[Pointing and labeling lines]

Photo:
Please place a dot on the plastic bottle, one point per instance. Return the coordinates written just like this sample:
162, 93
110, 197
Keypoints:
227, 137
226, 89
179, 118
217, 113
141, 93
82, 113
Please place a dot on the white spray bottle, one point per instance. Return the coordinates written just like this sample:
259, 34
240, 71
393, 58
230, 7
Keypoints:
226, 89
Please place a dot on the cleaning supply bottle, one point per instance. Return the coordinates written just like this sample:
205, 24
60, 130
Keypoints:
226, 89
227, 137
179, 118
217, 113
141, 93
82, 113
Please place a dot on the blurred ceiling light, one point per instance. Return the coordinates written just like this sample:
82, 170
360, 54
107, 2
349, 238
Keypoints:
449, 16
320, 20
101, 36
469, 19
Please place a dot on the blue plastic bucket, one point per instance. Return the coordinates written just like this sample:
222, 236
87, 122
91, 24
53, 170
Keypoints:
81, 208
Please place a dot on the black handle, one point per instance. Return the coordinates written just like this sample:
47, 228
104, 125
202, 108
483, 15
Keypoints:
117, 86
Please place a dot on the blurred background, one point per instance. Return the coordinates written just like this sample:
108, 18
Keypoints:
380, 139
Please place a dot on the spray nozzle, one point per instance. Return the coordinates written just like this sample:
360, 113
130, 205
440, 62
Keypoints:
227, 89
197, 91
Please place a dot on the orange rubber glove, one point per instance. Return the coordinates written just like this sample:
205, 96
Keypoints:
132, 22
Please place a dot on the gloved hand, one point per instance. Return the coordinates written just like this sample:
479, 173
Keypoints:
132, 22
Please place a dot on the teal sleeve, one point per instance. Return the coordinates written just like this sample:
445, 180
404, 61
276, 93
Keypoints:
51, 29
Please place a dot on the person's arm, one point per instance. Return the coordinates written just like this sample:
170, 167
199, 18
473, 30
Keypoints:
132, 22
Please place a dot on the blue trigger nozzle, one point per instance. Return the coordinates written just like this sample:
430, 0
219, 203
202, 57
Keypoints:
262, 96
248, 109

WHAT YOU SHOULD DO
Reproduce the lines verbatim, starting at the line that contains "Please place a dot on the cleaning" and continuing through the last of the lines.

RESULT OF THIS EXERCISE
Please place a dot on the cleaning supply bottle, one point per instance. Return the coordinates written just like this sample:
205, 24
60, 130
Keypoints:
226, 89
227, 137
179, 118
217, 113
141, 93
82, 113
Please place a dot on the blurred ceiling light, one point per instance. Return the coordinates written just like this sample:
82, 170
360, 54
107, 2
349, 238
Keypoints:
449, 16
320, 20
101, 36
469, 19
Please place a dot on the blue plastic bucket, one point per instance. Return the coordinates written just like this sample:
222, 236
87, 122
91, 24
53, 170
Keypoints:
81, 208
Please place a dot on the black handle, one point per instance. Return the coordinates written just like this sample:
47, 228
104, 125
202, 108
483, 15
Keypoints:
117, 86
Please place a dot on the blurred background, one point per instance. Return the coordinates written just like this sample:
108, 18
Keypoints:
380, 139
Please place a dot on the spray nozzle, one point per instance. Return the coordinates written just like this sample:
360, 113
130, 205
440, 62
Keypoints:
227, 89
197, 91
Please place a dot on the orange rubber glove, one point per instance. Return the coordinates written just like this sample:
205, 96
Keypoints:
132, 22
Please place a dot on the gloved hand, one point per instance. Return the coordinates written just like this sample:
479, 173
Keypoints:
132, 22
Please place a dot on the teal sleeve, one point per instance. Return the coordinates written just like this sample:
445, 180
404, 61
276, 93
Keypoints:
51, 29
Please place a dot on the person's arm, one point per instance. Return the coordinates written just like this sample:
170, 167
199, 18
473, 30
Keypoints:
132, 22
Please place a dot on the blue trigger nozzle, one point per instance. Return the coordinates written just like this sample:
430, 0
219, 203
202, 57
Keypoints:
262, 96
248, 109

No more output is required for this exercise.